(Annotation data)
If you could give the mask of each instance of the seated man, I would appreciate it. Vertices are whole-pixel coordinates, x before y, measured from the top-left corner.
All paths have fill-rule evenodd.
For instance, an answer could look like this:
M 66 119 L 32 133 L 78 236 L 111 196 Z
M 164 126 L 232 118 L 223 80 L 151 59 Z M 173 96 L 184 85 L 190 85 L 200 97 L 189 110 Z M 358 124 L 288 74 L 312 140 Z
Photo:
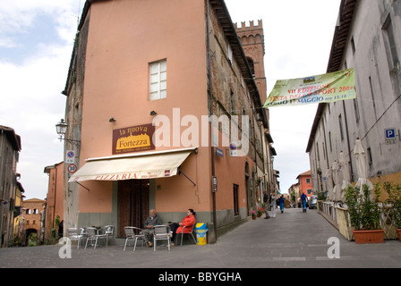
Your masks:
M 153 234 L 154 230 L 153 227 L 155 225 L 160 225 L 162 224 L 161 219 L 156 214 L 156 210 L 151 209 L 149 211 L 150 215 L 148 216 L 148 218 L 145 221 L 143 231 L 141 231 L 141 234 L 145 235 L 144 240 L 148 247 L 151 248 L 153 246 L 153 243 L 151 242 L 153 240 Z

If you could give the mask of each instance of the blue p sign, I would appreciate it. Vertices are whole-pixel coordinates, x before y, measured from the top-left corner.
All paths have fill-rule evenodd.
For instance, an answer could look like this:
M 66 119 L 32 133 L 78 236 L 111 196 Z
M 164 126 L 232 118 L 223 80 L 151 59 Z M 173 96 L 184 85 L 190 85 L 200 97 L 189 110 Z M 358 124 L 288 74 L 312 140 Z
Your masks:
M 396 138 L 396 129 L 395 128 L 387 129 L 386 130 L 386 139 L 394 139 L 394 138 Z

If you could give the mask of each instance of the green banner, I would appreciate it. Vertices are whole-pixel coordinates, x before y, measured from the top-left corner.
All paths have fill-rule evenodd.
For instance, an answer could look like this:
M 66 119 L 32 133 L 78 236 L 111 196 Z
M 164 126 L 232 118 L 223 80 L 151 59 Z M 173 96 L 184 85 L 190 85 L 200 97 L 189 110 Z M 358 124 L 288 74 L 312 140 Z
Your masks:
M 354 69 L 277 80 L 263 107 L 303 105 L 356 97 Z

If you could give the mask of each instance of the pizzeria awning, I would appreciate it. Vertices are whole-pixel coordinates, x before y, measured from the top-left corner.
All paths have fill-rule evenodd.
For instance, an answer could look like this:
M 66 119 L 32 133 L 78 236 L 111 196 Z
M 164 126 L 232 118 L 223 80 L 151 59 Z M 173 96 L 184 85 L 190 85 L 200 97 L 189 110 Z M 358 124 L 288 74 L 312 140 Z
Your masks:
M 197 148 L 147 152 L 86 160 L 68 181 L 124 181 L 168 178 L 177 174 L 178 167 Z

What you are asked to do —
Reproduce everything from the line containing "of the green" down to the end of the data, substituting "storefront awning" for "pizzeria awning" and changing nothing else.

Response to this exercise —
If you could give the mask of each instance of the green banner, I would appreciate it. Vertices are whole-pixel coordinates, x before y, measured from the top-left corner.
All paths have fill-rule evenodd.
For instance, an answer could look like this:
M 66 119 L 32 133 L 78 236 L 111 196 Z
M 164 126 L 232 118 L 223 80 L 151 59 Z M 173 96 L 184 85 L 190 85 L 200 97 L 189 110 Z M 358 124 L 288 74 L 312 140 Z
Your masks:
M 354 69 L 277 80 L 263 107 L 303 105 L 356 97 Z

If you could give the mask of each instance of the storefront awning, I would appreciate it. Vertices are whole-pixel coordinates, x before y, measured from the top-left corner.
All paths have fill-rule evenodd.
For instance, an answer could look like this:
M 66 119 L 32 133 L 78 236 L 111 196 Z
M 164 126 L 232 118 L 223 80 L 151 59 Z M 173 96 L 184 85 L 190 85 L 200 97 L 189 110 Z M 358 124 L 288 74 L 312 140 Z
Your masks:
M 197 148 L 147 152 L 86 160 L 68 181 L 124 181 L 168 178 L 177 174 L 178 167 Z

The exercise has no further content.